### GIVEN ENTRIES
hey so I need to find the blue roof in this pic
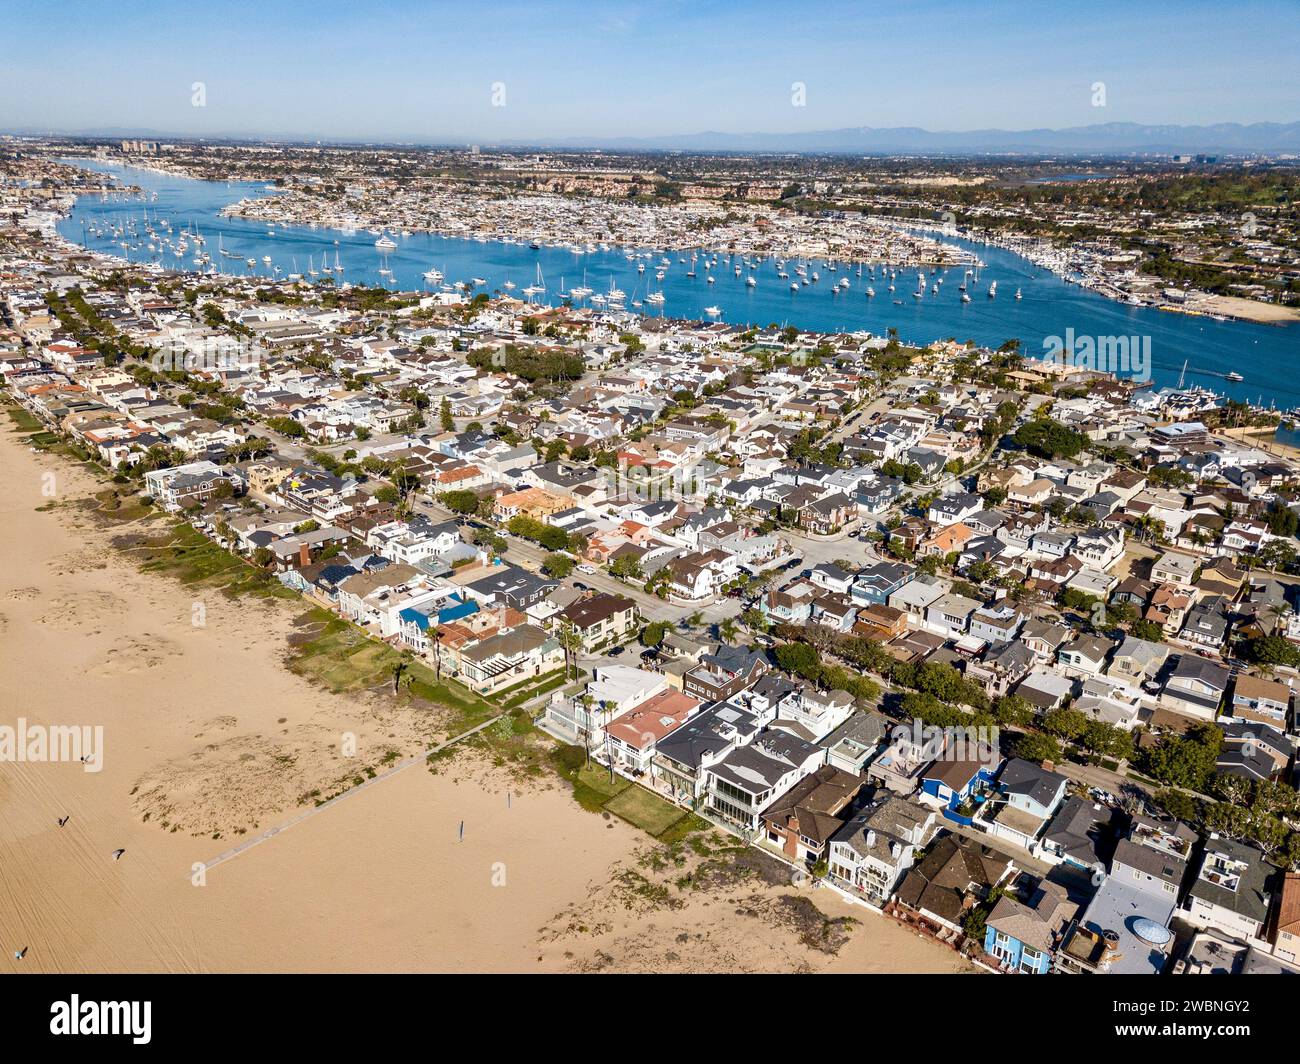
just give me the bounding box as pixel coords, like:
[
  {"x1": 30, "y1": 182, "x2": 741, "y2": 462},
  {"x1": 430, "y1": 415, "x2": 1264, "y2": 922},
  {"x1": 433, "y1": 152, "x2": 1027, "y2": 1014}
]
[
  {"x1": 438, "y1": 599, "x2": 479, "y2": 623},
  {"x1": 398, "y1": 607, "x2": 431, "y2": 630}
]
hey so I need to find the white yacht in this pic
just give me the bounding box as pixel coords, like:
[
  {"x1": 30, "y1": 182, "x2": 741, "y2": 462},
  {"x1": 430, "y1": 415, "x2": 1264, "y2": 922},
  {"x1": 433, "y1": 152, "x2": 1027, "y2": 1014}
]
[{"x1": 375, "y1": 234, "x2": 398, "y2": 251}]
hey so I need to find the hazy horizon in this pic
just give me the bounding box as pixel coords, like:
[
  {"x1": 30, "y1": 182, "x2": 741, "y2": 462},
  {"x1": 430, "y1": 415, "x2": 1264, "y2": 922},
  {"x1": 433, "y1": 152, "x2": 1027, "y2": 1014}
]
[{"x1": 5, "y1": 0, "x2": 1299, "y2": 143}]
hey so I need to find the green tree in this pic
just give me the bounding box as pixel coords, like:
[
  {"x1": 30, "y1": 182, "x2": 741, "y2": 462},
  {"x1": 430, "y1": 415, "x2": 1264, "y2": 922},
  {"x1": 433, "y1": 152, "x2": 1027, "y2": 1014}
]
[
  {"x1": 640, "y1": 621, "x2": 669, "y2": 647},
  {"x1": 542, "y1": 552, "x2": 575, "y2": 578}
]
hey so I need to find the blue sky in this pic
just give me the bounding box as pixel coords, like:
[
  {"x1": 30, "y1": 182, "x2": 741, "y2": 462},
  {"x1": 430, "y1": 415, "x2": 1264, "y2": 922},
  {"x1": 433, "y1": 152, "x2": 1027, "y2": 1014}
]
[{"x1": 4, "y1": 0, "x2": 1297, "y2": 141}]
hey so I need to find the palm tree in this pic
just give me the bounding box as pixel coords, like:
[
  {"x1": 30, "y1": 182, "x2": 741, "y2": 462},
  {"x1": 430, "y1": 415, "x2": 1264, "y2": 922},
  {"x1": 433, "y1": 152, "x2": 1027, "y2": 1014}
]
[
  {"x1": 717, "y1": 617, "x2": 740, "y2": 645},
  {"x1": 557, "y1": 624, "x2": 583, "y2": 681},
  {"x1": 429, "y1": 625, "x2": 442, "y2": 681},
  {"x1": 580, "y1": 694, "x2": 595, "y2": 766},
  {"x1": 392, "y1": 648, "x2": 414, "y2": 694}
]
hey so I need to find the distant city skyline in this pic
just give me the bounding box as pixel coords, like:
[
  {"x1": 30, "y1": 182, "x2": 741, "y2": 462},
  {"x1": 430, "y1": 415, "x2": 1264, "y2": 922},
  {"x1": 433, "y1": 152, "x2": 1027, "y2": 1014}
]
[{"x1": 5, "y1": 0, "x2": 1299, "y2": 143}]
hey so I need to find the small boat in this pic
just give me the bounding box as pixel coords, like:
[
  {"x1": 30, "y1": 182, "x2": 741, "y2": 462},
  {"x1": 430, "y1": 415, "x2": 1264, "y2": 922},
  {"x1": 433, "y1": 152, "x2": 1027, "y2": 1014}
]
[
  {"x1": 704, "y1": 305, "x2": 722, "y2": 316},
  {"x1": 1225, "y1": 371, "x2": 1244, "y2": 382}
]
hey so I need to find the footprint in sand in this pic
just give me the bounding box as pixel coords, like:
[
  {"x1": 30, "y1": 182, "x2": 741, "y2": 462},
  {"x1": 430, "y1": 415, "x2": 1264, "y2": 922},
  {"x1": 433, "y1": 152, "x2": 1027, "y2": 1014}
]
[
  {"x1": 39, "y1": 590, "x2": 126, "y2": 630},
  {"x1": 88, "y1": 634, "x2": 182, "y2": 677},
  {"x1": 193, "y1": 715, "x2": 239, "y2": 739}
]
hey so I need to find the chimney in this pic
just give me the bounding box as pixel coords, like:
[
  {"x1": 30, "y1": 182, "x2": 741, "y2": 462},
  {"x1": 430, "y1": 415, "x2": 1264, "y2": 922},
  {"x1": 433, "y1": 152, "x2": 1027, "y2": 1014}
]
[
  {"x1": 298, "y1": 542, "x2": 312, "y2": 567},
  {"x1": 1041, "y1": 759, "x2": 1055, "y2": 773}
]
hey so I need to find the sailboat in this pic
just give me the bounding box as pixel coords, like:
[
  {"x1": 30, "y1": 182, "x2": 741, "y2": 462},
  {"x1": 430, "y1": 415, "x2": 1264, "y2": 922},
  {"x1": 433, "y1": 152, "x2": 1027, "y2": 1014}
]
[{"x1": 522, "y1": 262, "x2": 546, "y2": 300}]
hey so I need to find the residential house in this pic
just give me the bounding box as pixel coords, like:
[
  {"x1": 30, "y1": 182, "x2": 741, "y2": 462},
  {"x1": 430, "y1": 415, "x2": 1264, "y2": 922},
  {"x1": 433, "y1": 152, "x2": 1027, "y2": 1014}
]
[
  {"x1": 1183, "y1": 836, "x2": 1274, "y2": 946},
  {"x1": 984, "y1": 880, "x2": 1077, "y2": 974},
  {"x1": 682, "y1": 644, "x2": 768, "y2": 702},
  {"x1": 603, "y1": 687, "x2": 700, "y2": 776},
  {"x1": 558, "y1": 593, "x2": 638, "y2": 651},
  {"x1": 1160, "y1": 655, "x2": 1230, "y2": 722},
  {"x1": 898, "y1": 834, "x2": 1014, "y2": 934},
  {"x1": 759, "y1": 764, "x2": 863, "y2": 864},
  {"x1": 828, "y1": 797, "x2": 936, "y2": 903},
  {"x1": 704, "y1": 730, "x2": 825, "y2": 833},
  {"x1": 982, "y1": 758, "x2": 1070, "y2": 855},
  {"x1": 1230, "y1": 674, "x2": 1292, "y2": 733}
]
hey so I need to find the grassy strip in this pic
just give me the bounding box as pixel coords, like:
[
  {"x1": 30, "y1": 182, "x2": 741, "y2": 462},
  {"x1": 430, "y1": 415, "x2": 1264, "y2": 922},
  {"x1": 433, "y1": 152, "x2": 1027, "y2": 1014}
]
[
  {"x1": 546, "y1": 744, "x2": 704, "y2": 840},
  {"x1": 502, "y1": 671, "x2": 570, "y2": 710},
  {"x1": 5, "y1": 405, "x2": 44, "y2": 433},
  {"x1": 136, "y1": 521, "x2": 299, "y2": 601}
]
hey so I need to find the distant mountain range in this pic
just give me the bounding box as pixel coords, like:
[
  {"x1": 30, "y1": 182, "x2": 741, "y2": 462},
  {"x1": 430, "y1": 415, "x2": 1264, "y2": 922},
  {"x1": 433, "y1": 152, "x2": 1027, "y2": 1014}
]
[
  {"x1": 10, "y1": 120, "x2": 1300, "y2": 155},
  {"x1": 504, "y1": 121, "x2": 1300, "y2": 155}
]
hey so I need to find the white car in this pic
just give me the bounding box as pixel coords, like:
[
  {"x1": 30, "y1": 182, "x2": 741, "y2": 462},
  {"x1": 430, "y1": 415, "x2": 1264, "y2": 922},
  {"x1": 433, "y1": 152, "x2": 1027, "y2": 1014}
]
[{"x1": 577, "y1": 564, "x2": 596, "y2": 575}]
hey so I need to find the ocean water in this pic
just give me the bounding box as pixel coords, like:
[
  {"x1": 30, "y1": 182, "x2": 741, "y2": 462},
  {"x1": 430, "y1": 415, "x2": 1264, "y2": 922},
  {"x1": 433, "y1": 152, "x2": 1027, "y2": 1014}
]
[{"x1": 58, "y1": 160, "x2": 1300, "y2": 407}]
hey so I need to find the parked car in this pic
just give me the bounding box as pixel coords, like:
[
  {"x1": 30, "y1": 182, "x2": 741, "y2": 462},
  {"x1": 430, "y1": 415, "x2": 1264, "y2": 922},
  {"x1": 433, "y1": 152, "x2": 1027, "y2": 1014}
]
[
  {"x1": 577, "y1": 564, "x2": 596, "y2": 575},
  {"x1": 608, "y1": 646, "x2": 625, "y2": 657}
]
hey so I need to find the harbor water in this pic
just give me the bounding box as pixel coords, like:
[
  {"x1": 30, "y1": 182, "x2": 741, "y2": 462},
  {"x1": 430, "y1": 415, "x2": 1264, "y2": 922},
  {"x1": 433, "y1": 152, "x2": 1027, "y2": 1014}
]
[{"x1": 58, "y1": 161, "x2": 1300, "y2": 407}]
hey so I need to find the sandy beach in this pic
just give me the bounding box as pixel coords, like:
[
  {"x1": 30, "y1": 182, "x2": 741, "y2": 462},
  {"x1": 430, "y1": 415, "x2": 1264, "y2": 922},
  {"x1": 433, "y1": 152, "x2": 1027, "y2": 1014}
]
[{"x1": 0, "y1": 416, "x2": 970, "y2": 973}]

### TASK INSTRUCTIONS
Match on "white" and copy out every line of the entries that contains it.

### THE COMPLETED TASK
hey so I need to find the white yacht in this pic
hey so I need to find the white car in this pic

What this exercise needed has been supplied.